> _Goal_
Give the data below again, word for word.

> _Material provided_

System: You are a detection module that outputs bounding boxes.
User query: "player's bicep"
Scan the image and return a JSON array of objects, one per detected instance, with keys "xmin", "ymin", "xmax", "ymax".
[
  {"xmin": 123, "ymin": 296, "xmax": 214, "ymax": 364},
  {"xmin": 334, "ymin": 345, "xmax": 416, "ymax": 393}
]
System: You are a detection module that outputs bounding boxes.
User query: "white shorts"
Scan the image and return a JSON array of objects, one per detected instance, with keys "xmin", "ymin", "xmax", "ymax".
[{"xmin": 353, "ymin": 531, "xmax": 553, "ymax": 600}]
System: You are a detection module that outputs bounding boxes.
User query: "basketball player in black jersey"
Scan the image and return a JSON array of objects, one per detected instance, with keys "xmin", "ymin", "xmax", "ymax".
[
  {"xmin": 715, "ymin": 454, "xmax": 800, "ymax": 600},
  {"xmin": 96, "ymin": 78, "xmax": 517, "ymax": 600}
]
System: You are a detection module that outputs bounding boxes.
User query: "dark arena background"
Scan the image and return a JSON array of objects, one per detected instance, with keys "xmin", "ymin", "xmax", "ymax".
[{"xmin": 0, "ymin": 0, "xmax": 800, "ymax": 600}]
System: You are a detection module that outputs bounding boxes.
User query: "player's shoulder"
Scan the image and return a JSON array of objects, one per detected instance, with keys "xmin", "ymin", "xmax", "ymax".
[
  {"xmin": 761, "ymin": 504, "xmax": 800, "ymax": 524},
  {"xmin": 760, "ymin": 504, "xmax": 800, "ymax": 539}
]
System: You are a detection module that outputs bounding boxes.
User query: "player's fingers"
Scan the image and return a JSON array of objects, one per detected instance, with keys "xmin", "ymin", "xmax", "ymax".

> _Written solution_
System: You are a detection module that outputs bounding boxes.
User query: "player's bicep"
Scan the image and return a JSON array of objects, one per detected instance, with keys "xmin", "ymin", "xmax", "ymax".
[
  {"xmin": 123, "ymin": 296, "xmax": 214, "ymax": 364},
  {"xmin": 334, "ymin": 345, "xmax": 416, "ymax": 393}
]
System: You are a detection module that outputs bounding boxes.
User query: "white shorts"
Scan the image and return a JSON array of objects, one per detected instance, with keys "xmin", "ymin", "xmax", "ymax".
[{"xmin": 353, "ymin": 531, "xmax": 553, "ymax": 600}]
System: You are a detection module that outputs bounding boxes.
User query: "basketball player in black jersey"
Scan the image and return a JSON array of objects, one per detected instance, with keys "xmin", "ymin", "xmax", "ymax".
[
  {"xmin": 715, "ymin": 454, "xmax": 800, "ymax": 600},
  {"xmin": 96, "ymin": 78, "xmax": 517, "ymax": 600}
]
System: You are a detection module that outputs bounding boxes.
User query: "dark arena background"
Scan the image and return a JSON array of objects, one per detected instance, with keys "xmin", "ymin", "xmax", "ymax".
[{"xmin": 0, "ymin": 0, "xmax": 800, "ymax": 600}]
System: You are a detection module that outputs bounding boxes.
User query: "player's shoulder"
Scan the image and return a JSON array of objects, one per detected instance, with keys "xmin", "ymin", "xmax", "ymax".
[
  {"xmin": 761, "ymin": 504, "xmax": 800, "ymax": 524},
  {"xmin": 760, "ymin": 504, "xmax": 800, "ymax": 539}
]
System: You are a detection module that outputs bounding boxes.
User query: "player's fingers"
Scan the image and return a JSON array of objects, one per detected instance, with keys "xmin", "ymin", "xmax", "ymax".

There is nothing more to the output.